REQUIRED TASK →
Reproduce the lines from the start through the line containing "x=277 y=122" with every "Query" changed to "Prompt" and nothing else altered, omitting the pictures.
--- start of TASK INPUT ---
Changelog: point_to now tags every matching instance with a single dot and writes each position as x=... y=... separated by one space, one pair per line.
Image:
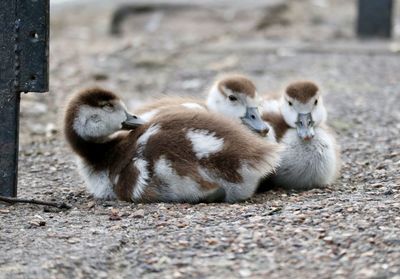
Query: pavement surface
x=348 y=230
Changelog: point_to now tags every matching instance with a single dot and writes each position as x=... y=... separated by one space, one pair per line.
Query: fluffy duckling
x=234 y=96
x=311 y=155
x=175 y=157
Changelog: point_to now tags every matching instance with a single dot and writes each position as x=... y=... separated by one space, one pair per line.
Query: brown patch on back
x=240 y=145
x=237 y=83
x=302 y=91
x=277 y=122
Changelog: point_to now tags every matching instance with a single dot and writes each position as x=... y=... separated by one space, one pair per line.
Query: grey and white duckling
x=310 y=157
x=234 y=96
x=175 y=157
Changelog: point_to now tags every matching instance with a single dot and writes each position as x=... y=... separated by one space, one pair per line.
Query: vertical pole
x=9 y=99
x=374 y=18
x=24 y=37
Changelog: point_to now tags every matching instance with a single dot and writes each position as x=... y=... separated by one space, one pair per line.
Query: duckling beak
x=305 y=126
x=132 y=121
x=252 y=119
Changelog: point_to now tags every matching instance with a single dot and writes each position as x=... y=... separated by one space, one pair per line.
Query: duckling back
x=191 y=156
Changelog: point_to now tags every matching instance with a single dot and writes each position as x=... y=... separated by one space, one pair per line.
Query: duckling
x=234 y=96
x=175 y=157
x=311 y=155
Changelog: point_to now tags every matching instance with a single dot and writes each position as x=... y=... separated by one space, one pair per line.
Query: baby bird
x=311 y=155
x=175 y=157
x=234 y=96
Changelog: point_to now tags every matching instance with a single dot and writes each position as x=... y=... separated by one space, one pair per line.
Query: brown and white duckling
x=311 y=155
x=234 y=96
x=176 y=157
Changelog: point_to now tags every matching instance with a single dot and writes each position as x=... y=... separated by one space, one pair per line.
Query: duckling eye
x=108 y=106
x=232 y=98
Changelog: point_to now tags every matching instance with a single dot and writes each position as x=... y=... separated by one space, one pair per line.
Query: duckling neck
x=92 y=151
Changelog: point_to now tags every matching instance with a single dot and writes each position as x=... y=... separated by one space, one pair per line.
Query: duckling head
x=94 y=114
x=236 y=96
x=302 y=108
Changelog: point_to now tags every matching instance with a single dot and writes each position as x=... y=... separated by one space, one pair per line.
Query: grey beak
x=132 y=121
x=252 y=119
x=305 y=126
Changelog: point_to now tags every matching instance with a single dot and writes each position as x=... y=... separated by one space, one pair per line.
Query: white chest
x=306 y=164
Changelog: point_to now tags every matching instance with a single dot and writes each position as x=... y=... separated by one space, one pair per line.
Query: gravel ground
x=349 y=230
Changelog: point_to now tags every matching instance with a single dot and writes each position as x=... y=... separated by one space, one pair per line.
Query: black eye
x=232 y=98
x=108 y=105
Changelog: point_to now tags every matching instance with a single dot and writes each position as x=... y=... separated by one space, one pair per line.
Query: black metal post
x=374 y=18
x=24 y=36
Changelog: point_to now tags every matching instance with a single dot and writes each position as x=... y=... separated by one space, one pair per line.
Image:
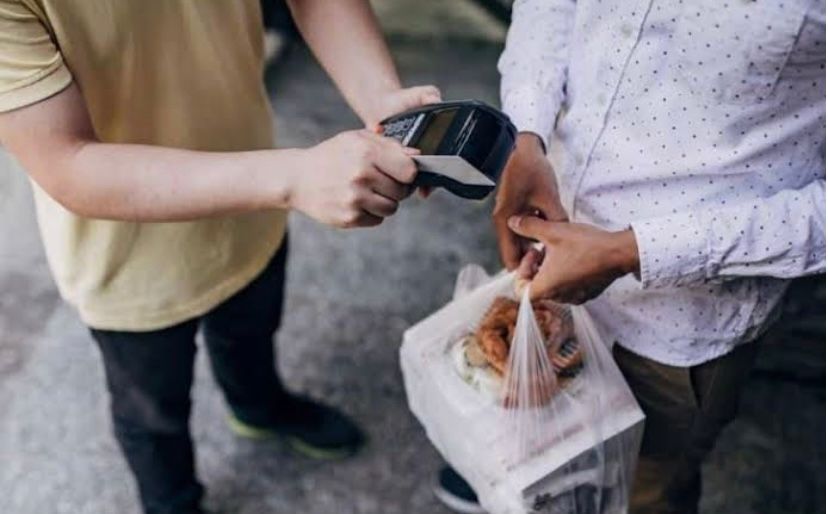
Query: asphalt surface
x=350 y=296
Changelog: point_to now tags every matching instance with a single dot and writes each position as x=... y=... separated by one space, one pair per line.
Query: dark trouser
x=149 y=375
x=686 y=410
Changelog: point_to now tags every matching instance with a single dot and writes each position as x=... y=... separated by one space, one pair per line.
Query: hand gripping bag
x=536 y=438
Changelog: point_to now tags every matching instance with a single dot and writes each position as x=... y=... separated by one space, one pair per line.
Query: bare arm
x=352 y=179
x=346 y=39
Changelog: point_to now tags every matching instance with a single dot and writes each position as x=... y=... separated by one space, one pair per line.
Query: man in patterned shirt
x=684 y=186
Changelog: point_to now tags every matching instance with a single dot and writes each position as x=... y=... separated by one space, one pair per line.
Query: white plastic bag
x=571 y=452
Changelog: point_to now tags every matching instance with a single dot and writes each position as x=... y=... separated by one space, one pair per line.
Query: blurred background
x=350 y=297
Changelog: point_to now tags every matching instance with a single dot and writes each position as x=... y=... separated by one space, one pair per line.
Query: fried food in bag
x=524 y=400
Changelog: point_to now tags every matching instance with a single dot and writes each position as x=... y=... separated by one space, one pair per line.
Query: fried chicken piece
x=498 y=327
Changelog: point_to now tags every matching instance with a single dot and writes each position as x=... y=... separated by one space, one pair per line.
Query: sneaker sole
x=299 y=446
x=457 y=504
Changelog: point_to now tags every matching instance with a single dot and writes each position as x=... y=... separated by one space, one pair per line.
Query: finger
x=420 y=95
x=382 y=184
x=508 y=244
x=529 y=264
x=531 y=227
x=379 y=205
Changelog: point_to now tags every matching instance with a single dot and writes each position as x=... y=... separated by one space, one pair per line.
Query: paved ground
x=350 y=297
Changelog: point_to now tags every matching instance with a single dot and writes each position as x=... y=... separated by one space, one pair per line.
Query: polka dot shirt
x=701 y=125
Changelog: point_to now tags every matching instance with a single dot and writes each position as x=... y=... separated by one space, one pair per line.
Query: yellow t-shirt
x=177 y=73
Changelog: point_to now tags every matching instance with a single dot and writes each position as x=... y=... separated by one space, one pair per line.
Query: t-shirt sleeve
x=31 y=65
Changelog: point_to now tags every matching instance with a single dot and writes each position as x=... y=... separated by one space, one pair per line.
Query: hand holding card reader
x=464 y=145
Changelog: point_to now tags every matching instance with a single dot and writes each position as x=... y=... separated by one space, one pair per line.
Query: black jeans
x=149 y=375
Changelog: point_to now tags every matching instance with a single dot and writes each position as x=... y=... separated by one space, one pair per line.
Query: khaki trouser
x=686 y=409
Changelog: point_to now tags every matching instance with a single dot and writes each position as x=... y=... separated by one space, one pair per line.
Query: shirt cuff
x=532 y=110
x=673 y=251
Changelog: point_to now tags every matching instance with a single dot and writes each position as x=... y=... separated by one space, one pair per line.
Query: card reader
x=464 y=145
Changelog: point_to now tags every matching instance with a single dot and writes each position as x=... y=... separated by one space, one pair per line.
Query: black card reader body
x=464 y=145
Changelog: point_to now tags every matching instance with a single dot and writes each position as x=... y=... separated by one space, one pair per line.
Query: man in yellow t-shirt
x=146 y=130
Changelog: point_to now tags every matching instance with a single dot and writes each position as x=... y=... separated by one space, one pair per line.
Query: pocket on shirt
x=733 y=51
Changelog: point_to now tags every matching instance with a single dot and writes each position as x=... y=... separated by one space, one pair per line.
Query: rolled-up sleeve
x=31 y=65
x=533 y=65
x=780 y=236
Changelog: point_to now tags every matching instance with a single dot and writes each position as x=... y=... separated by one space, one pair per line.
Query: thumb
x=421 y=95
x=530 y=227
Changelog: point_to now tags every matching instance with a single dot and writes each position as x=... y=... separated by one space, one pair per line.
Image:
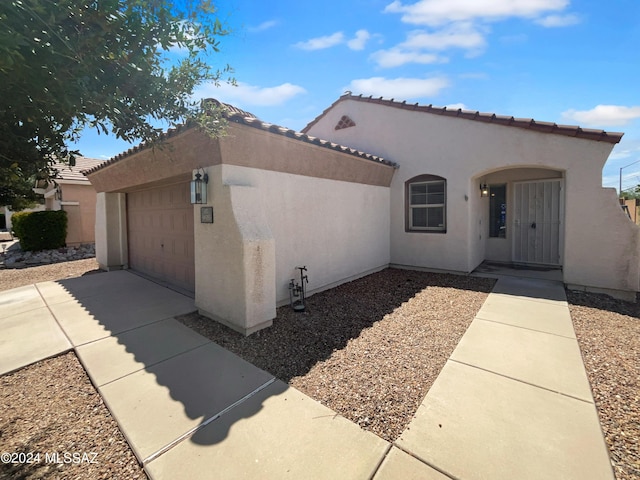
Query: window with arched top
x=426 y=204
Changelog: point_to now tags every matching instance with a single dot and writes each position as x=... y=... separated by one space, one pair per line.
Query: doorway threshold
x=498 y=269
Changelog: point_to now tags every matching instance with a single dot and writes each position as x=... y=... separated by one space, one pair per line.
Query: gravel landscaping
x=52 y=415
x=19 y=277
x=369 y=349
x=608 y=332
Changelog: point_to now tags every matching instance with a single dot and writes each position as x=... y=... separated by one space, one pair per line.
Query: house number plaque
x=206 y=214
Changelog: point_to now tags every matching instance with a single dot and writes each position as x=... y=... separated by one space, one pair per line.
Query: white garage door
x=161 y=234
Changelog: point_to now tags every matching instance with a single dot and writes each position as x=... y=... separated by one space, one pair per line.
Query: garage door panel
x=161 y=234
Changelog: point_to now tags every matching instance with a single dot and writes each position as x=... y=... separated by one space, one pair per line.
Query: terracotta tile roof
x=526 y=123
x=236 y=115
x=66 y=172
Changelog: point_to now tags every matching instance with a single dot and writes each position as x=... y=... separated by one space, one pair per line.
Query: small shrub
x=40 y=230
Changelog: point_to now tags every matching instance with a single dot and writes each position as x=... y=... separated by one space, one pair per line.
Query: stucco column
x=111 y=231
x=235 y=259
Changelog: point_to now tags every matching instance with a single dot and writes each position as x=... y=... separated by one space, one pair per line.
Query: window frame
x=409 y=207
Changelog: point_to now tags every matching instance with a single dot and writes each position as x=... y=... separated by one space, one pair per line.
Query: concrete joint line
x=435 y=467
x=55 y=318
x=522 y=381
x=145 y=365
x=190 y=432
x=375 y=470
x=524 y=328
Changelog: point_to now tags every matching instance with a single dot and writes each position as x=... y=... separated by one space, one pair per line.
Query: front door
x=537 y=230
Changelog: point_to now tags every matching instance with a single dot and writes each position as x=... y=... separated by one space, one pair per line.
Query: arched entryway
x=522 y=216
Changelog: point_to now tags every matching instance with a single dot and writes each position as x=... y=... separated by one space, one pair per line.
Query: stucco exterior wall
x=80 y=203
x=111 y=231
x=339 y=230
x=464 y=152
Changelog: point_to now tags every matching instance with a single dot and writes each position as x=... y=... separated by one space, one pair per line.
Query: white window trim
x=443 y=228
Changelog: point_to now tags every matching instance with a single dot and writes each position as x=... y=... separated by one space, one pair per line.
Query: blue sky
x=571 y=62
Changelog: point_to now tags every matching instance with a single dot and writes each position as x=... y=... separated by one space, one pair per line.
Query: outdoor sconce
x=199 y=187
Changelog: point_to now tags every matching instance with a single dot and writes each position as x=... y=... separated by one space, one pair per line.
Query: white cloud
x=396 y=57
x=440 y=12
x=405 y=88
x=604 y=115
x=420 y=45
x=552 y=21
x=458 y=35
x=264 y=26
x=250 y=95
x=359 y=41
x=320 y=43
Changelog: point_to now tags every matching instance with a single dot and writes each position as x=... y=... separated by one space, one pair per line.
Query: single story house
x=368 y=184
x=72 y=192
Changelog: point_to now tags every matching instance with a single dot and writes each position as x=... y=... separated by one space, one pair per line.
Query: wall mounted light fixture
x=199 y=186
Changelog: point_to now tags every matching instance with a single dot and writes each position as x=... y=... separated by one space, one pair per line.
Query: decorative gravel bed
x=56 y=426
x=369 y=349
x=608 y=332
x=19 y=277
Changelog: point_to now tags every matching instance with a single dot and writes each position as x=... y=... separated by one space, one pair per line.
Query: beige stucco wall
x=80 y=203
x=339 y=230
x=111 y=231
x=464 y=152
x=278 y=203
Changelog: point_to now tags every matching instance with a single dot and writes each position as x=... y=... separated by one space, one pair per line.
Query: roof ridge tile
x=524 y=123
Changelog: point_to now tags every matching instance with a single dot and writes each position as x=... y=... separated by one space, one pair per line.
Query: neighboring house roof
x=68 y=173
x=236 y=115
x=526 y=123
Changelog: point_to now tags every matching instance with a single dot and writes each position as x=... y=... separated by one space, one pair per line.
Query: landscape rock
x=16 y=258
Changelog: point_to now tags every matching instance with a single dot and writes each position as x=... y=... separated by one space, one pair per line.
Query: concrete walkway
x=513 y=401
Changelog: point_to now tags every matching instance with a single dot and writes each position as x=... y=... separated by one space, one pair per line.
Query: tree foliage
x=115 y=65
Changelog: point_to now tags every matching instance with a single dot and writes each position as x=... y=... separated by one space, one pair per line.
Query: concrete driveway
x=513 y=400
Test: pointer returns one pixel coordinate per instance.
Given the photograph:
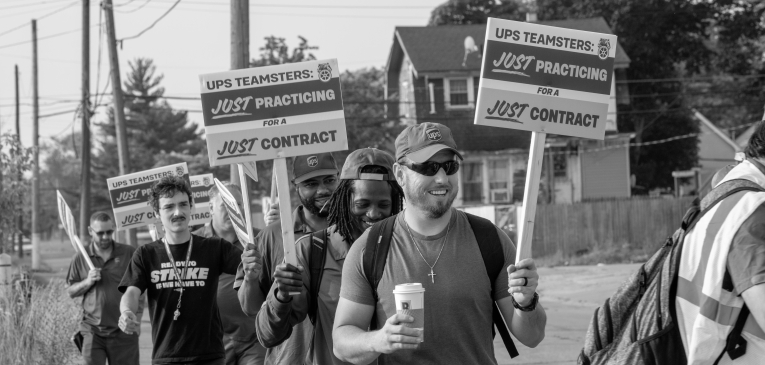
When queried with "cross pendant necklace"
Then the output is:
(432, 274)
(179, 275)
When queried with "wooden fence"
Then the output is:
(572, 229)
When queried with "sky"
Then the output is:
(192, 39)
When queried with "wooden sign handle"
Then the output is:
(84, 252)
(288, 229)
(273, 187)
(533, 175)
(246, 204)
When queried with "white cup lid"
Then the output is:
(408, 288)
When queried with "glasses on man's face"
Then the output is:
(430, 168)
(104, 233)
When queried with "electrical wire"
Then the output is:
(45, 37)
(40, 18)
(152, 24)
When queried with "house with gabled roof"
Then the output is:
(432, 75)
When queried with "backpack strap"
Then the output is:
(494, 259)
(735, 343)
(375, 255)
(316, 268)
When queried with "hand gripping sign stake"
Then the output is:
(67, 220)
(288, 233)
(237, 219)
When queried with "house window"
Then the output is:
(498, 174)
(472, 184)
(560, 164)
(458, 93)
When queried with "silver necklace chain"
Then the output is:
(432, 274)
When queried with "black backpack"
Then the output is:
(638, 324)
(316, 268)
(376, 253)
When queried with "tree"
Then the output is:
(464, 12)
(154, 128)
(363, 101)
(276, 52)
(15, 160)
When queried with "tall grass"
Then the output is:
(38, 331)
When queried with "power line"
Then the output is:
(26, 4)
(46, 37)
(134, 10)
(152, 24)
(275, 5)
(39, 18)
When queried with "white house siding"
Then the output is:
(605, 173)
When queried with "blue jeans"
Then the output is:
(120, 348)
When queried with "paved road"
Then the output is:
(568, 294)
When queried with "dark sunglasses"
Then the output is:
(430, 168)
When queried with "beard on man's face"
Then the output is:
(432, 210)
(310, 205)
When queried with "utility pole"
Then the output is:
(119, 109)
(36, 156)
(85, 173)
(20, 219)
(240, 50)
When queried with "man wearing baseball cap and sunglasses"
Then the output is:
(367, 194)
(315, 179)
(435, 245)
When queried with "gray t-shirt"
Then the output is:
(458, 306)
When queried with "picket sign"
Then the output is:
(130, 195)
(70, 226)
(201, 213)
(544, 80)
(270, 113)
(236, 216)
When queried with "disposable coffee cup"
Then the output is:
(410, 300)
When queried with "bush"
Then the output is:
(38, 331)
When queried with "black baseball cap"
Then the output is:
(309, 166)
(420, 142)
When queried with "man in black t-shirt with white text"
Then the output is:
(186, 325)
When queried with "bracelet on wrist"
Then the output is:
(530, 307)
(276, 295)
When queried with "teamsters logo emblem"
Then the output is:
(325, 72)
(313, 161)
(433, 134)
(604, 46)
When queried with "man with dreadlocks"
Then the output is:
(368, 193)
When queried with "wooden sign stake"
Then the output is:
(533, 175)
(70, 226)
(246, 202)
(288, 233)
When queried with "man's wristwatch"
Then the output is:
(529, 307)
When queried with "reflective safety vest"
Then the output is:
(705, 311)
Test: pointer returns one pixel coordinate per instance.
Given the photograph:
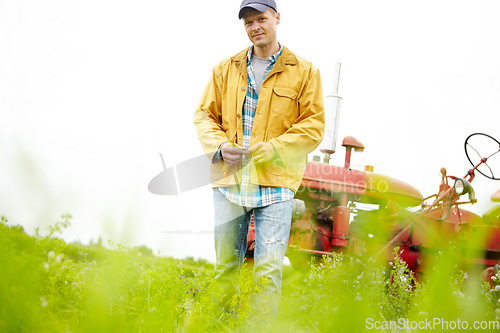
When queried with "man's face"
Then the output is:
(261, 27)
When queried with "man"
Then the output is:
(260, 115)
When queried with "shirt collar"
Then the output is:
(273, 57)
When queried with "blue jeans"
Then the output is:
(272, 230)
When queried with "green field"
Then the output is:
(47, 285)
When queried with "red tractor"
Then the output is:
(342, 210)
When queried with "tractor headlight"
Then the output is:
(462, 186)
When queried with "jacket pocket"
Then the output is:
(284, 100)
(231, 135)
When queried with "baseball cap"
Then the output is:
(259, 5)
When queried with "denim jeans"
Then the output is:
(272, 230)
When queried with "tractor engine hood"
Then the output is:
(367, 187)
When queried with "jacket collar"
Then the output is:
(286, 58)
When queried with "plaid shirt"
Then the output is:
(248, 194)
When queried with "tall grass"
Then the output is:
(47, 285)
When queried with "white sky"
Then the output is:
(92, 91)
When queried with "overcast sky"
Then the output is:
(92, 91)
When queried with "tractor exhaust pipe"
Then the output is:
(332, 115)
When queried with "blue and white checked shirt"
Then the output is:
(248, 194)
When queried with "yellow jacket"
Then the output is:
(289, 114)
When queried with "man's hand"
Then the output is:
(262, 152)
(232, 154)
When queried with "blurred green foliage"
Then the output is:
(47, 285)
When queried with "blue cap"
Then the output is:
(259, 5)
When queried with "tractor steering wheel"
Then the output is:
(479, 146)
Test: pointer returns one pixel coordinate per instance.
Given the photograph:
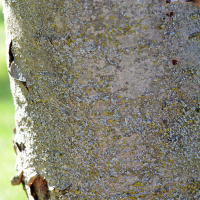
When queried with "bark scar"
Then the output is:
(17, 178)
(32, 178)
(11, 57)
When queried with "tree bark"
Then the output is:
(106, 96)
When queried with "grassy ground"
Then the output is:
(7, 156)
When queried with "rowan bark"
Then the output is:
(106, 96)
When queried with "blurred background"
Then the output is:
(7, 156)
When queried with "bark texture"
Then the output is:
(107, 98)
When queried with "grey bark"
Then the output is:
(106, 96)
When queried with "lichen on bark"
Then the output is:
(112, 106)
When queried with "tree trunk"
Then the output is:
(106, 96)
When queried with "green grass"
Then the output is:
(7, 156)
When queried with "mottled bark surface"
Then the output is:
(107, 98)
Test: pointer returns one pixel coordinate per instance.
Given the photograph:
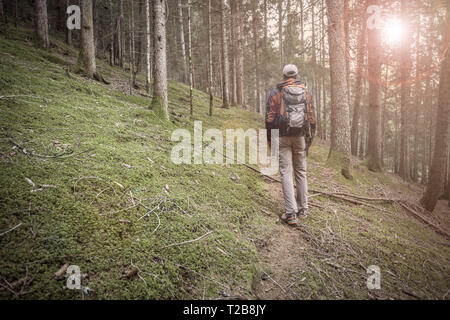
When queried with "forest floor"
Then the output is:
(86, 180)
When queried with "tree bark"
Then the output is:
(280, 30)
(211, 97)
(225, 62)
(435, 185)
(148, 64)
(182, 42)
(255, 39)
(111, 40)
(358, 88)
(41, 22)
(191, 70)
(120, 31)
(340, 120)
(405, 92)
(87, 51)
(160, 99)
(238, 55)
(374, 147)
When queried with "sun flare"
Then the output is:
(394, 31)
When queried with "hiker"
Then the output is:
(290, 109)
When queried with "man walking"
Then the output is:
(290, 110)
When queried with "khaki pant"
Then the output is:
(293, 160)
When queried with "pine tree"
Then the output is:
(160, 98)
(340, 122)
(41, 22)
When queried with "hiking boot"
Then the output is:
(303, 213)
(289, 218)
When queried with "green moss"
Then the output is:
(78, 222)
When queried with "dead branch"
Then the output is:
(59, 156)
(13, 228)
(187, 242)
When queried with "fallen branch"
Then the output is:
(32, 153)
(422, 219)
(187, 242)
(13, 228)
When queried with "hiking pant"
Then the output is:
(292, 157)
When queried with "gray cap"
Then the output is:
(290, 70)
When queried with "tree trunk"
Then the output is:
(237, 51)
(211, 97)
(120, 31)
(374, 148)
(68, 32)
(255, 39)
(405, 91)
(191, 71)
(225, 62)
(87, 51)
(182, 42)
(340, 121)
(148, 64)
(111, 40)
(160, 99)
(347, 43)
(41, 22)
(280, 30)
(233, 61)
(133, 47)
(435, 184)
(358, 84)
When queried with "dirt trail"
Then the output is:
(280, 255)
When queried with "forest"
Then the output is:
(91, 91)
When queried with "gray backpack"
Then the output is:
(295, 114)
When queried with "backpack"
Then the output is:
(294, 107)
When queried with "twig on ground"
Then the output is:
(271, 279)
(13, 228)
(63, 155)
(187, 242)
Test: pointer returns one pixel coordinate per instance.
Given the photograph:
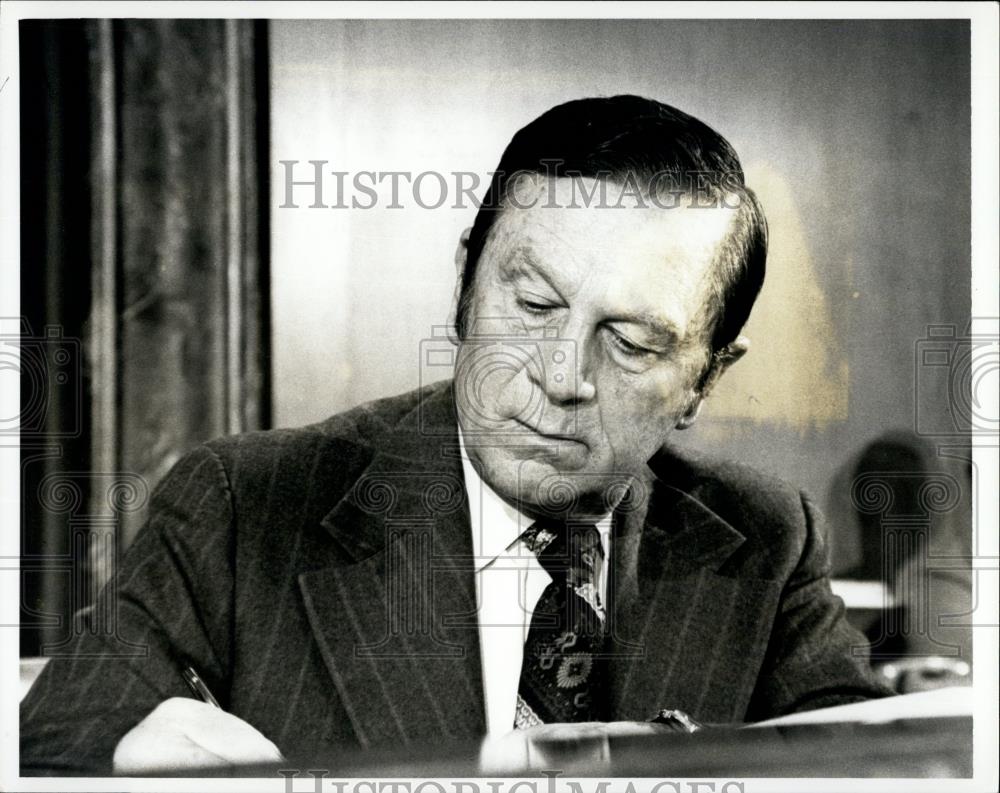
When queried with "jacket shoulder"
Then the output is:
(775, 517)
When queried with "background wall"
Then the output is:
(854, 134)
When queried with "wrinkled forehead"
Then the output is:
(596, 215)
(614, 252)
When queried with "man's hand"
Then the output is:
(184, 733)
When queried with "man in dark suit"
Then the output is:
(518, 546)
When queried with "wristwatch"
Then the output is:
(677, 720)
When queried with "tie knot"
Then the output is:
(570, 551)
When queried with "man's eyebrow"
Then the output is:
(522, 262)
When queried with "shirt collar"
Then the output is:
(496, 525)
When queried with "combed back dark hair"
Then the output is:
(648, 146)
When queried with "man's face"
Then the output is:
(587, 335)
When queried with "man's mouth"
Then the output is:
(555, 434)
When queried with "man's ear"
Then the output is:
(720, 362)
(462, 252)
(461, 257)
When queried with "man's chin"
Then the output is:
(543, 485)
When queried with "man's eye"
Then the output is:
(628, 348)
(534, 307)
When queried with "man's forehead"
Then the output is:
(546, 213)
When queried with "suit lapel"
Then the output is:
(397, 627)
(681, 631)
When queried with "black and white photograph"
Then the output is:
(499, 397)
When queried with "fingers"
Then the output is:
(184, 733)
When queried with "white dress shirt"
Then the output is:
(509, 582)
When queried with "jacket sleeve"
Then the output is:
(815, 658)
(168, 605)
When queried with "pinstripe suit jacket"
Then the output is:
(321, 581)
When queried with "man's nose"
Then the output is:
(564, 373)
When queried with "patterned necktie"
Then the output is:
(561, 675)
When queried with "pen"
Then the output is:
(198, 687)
--- end of TASK INPUT ---
RESULT OF THIS EXERCISE →
Changelog: point_to now tags every matching instance with a single dot and writes each position as x=... y=... separated by one space, one pair per line.
Image:
Prompt: pavement surface
x=348 y=230
Changelog: point_to now tags every matching instance with a single dot and writes each position as x=... y=... separated by one space, one pair per line.
Prompt: fluffy duckling
x=234 y=96
x=311 y=155
x=175 y=157
Changelog: point_to now tags every matching instance with a single dot and writes each position as x=... y=... separated by one space, one pair per line.
Prompt: brown patch on back
x=240 y=145
x=237 y=83
x=302 y=91
x=277 y=122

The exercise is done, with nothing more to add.